[start of SUPPLIED DATA]

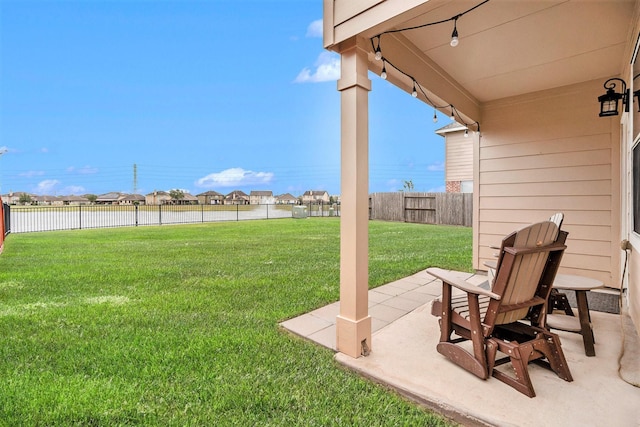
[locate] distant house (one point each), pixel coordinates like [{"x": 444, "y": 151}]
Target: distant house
[
  {"x": 458, "y": 158},
  {"x": 315, "y": 196},
  {"x": 132, "y": 199},
  {"x": 187, "y": 199},
  {"x": 261, "y": 198},
  {"x": 48, "y": 200},
  {"x": 237, "y": 197},
  {"x": 210, "y": 198},
  {"x": 75, "y": 200},
  {"x": 108, "y": 198},
  {"x": 286, "y": 199},
  {"x": 13, "y": 198},
  {"x": 157, "y": 198}
]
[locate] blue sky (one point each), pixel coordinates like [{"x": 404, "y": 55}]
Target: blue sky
[{"x": 198, "y": 95}]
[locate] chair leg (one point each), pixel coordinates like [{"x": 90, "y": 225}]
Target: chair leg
[
  {"x": 549, "y": 345},
  {"x": 519, "y": 357}
]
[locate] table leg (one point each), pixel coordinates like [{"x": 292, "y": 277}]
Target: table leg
[{"x": 585, "y": 323}]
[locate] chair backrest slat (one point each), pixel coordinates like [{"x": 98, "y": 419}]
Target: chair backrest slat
[{"x": 519, "y": 272}]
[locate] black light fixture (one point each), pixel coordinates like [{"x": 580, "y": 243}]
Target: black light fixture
[
  {"x": 609, "y": 101},
  {"x": 454, "y": 35},
  {"x": 636, "y": 93}
]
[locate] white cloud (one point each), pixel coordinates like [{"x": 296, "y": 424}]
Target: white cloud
[
  {"x": 73, "y": 190},
  {"x": 86, "y": 170},
  {"x": 315, "y": 29},
  {"x": 436, "y": 167},
  {"x": 234, "y": 177},
  {"x": 47, "y": 186},
  {"x": 327, "y": 68},
  {"x": 30, "y": 174}
]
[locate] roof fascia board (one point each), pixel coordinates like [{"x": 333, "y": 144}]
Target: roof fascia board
[{"x": 343, "y": 20}]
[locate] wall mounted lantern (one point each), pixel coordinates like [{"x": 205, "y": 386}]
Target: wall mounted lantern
[{"x": 609, "y": 101}]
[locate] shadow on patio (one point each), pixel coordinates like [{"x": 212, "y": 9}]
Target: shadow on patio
[{"x": 404, "y": 357}]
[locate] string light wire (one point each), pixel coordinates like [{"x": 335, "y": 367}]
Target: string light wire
[{"x": 377, "y": 48}]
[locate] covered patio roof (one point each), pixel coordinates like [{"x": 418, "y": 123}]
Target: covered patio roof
[{"x": 506, "y": 48}]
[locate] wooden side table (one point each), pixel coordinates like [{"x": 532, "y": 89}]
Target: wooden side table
[{"x": 582, "y": 325}]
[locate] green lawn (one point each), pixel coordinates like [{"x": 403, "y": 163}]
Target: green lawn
[{"x": 178, "y": 325}]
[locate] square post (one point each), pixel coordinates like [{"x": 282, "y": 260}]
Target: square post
[{"x": 353, "y": 324}]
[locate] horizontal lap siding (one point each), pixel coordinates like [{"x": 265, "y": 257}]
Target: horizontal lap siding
[
  {"x": 545, "y": 153},
  {"x": 459, "y": 157}
]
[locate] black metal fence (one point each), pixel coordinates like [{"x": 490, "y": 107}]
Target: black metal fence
[{"x": 24, "y": 219}]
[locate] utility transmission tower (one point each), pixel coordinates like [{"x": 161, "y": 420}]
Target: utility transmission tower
[{"x": 135, "y": 179}]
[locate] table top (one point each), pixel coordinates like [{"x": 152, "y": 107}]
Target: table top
[{"x": 576, "y": 283}]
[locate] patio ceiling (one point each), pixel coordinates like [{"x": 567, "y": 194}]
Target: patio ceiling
[{"x": 507, "y": 47}]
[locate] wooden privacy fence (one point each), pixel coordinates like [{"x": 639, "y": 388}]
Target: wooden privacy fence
[{"x": 424, "y": 208}]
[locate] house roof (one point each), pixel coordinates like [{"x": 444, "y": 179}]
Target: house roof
[
  {"x": 451, "y": 127},
  {"x": 133, "y": 197},
  {"x": 237, "y": 193},
  {"x": 286, "y": 196},
  {"x": 211, "y": 193},
  {"x": 315, "y": 193},
  {"x": 109, "y": 196}
]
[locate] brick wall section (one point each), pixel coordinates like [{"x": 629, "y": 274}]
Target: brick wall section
[{"x": 453, "y": 186}]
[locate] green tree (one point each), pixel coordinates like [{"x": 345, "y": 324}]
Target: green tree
[
  {"x": 176, "y": 195},
  {"x": 408, "y": 186},
  {"x": 25, "y": 199}
]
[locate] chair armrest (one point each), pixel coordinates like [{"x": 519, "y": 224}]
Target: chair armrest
[
  {"x": 491, "y": 264},
  {"x": 450, "y": 278}
]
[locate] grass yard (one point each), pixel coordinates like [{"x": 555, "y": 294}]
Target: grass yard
[{"x": 178, "y": 325}]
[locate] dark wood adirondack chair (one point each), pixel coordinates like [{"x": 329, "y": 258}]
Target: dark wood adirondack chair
[{"x": 507, "y": 317}]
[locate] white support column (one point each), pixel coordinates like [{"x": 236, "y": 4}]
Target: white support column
[{"x": 353, "y": 324}]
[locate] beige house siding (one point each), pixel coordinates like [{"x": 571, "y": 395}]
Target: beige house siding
[
  {"x": 458, "y": 157},
  {"x": 549, "y": 152}
]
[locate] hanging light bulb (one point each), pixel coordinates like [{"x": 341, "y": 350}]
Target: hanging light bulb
[{"x": 454, "y": 35}]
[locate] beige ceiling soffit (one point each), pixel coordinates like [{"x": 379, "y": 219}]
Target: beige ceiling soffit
[
  {"x": 347, "y": 9},
  {"x": 403, "y": 54},
  {"x": 379, "y": 18},
  {"x": 327, "y": 23}
]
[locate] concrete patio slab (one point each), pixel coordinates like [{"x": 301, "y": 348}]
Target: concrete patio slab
[{"x": 404, "y": 357}]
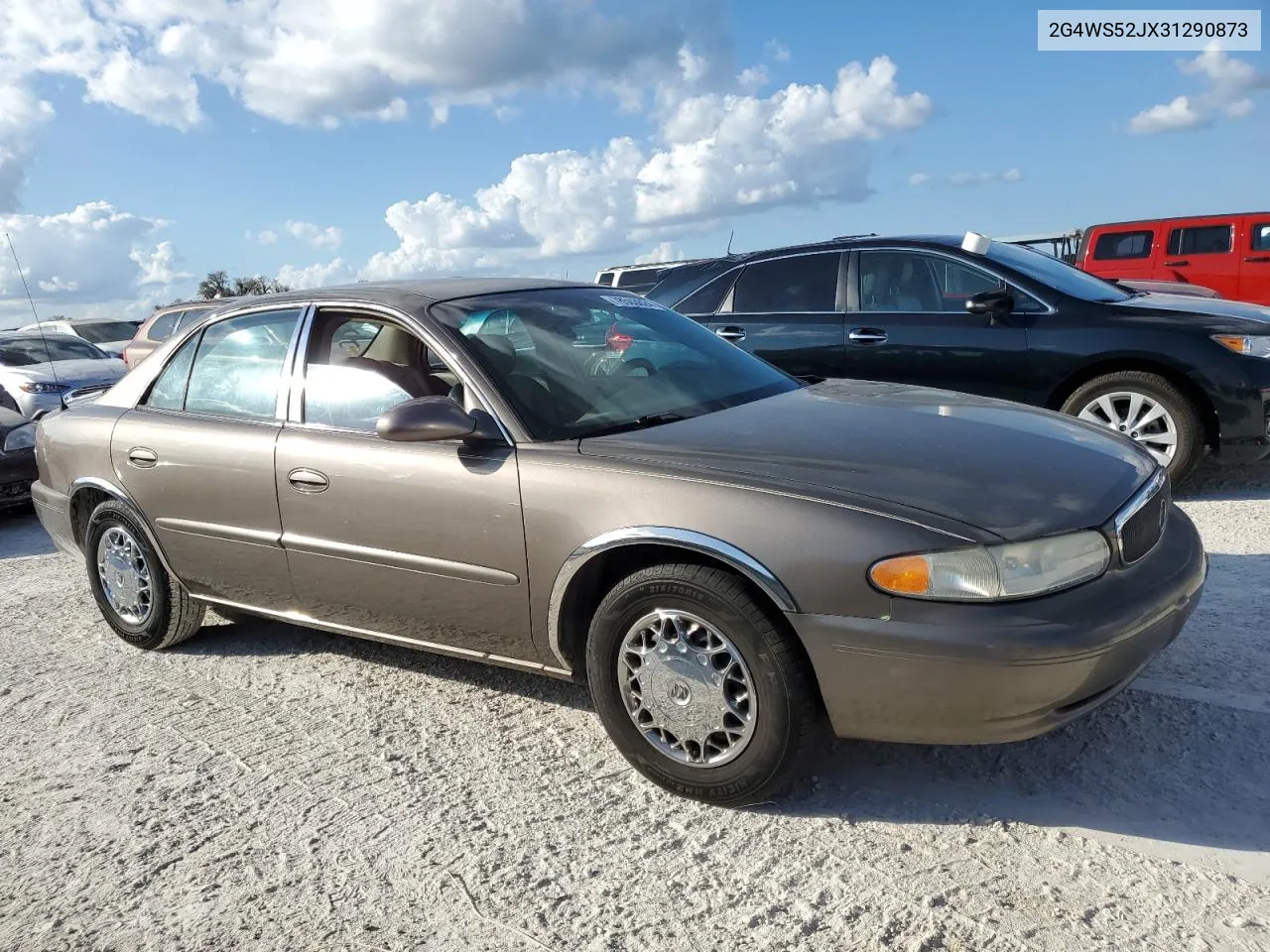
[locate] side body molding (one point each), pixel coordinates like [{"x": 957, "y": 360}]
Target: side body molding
[{"x": 666, "y": 536}]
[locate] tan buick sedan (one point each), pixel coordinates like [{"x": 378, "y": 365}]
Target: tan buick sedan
[{"x": 574, "y": 480}]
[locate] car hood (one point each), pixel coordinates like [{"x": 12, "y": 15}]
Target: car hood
[
  {"x": 1215, "y": 313},
  {"x": 73, "y": 372},
  {"x": 1008, "y": 470}
]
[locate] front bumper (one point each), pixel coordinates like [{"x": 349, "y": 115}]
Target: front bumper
[
  {"x": 942, "y": 673},
  {"x": 17, "y": 474}
]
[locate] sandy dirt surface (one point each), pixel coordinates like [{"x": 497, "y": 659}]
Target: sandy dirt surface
[{"x": 268, "y": 787}]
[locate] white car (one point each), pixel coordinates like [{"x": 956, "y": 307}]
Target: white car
[
  {"x": 108, "y": 335},
  {"x": 39, "y": 371}
]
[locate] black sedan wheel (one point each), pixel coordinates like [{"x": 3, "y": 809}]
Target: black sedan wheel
[
  {"x": 145, "y": 606},
  {"x": 698, "y": 687},
  {"x": 1148, "y": 411}
]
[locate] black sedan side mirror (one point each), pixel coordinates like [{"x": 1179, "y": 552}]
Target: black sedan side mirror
[
  {"x": 429, "y": 419},
  {"x": 993, "y": 303}
]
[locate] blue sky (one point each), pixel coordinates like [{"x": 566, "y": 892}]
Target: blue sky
[{"x": 137, "y": 157}]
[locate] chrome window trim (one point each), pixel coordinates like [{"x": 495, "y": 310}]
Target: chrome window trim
[
  {"x": 968, "y": 263},
  {"x": 1146, "y": 493},
  {"x": 295, "y": 414},
  {"x": 665, "y": 535}
]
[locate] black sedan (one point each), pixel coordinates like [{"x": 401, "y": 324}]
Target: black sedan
[
  {"x": 17, "y": 458},
  {"x": 1175, "y": 373}
]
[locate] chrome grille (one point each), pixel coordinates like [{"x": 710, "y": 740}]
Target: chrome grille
[{"x": 1141, "y": 524}]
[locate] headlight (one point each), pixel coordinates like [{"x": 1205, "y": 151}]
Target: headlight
[
  {"x": 21, "y": 438},
  {"x": 1246, "y": 345},
  {"x": 41, "y": 388},
  {"x": 993, "y": 572}
]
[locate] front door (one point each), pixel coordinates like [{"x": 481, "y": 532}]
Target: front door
[
  {"x": 911, "y": 326},
  {"x": 789, "y": 312},
  {"x": 197, "y": 457},
  {"x": 416, "y": 540},
  {"x": 1255, "y": 264}
]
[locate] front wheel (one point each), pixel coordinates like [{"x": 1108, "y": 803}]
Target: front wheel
[
  {"x": 140, "y": 601},
  {"x": 698, "y": 687},
  {"x": 1148, "y": 411}
]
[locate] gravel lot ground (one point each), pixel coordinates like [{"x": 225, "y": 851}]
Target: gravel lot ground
[{"x": 270, "y": 787}]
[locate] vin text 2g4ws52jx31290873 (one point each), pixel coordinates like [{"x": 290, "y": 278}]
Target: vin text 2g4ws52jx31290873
[{"x": 581, "y": 483}]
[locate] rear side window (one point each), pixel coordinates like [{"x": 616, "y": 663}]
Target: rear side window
[
  {"x": 1118, "y": 245},
  {"x": 807, "y": 284},
  {"x": 163, "y": 326},
  {"x": 1205, "y": 240},
  {"x": 707, "y": 298},
  {"x": 239, "y": 366}
]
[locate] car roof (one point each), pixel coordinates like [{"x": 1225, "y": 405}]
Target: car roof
[{"x": 402, "y": 294}]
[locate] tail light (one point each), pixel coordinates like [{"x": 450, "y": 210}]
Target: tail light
[{"x": 616, "y": 340}]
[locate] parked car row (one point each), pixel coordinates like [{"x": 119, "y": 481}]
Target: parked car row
[
  {"x": 734, "y": 553},
  {"x": 1178, "y": 375}
]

[end of SUPPLIED DATA]

Extract every line from the one containing "[locate] vin text" through the last line of the data, inclusive, exactly as written.

**PROBLEM SOLUTION:**
[locate] vin text 2g4ws52jx31290873 (one point each), pixel coordinates like [{"x": 290, "y": 278}]
Target: vin text 2g4ws52jx31290873
[{"x": 581, "y": 483}]
[locate] rear side window (one point each), pixel coordinates like [{"x": 616, "y": 663}]
Target: rear side window
[
  {"x": 1118, "y": 245},
  {"x": 807, "y": 284},
  {"x": 163, "y": 326},
  {"x": 1205, "y": 240},
  {"x": 707, "y": 298},
  {"x": 239, "y": 366}
]
[locate] car roof (one point each), pixel coordinates like [{"x": 1225, "y": 405}]
Target: car roof
[{"x": 402, "y": 294}]
[locate] tail light (one point each), pixel coordinates like [{"x": 450, "y": 210}]
Target: tail light
[{"x": 616, "y": 340}]
[locate] parked car row (one point each), pixel coordinates like [{"x": 119, "y": 481}]
Target: parked car row
[
  {"x": 734, "y": 553},
  {"x": 1178, "y": 375}
]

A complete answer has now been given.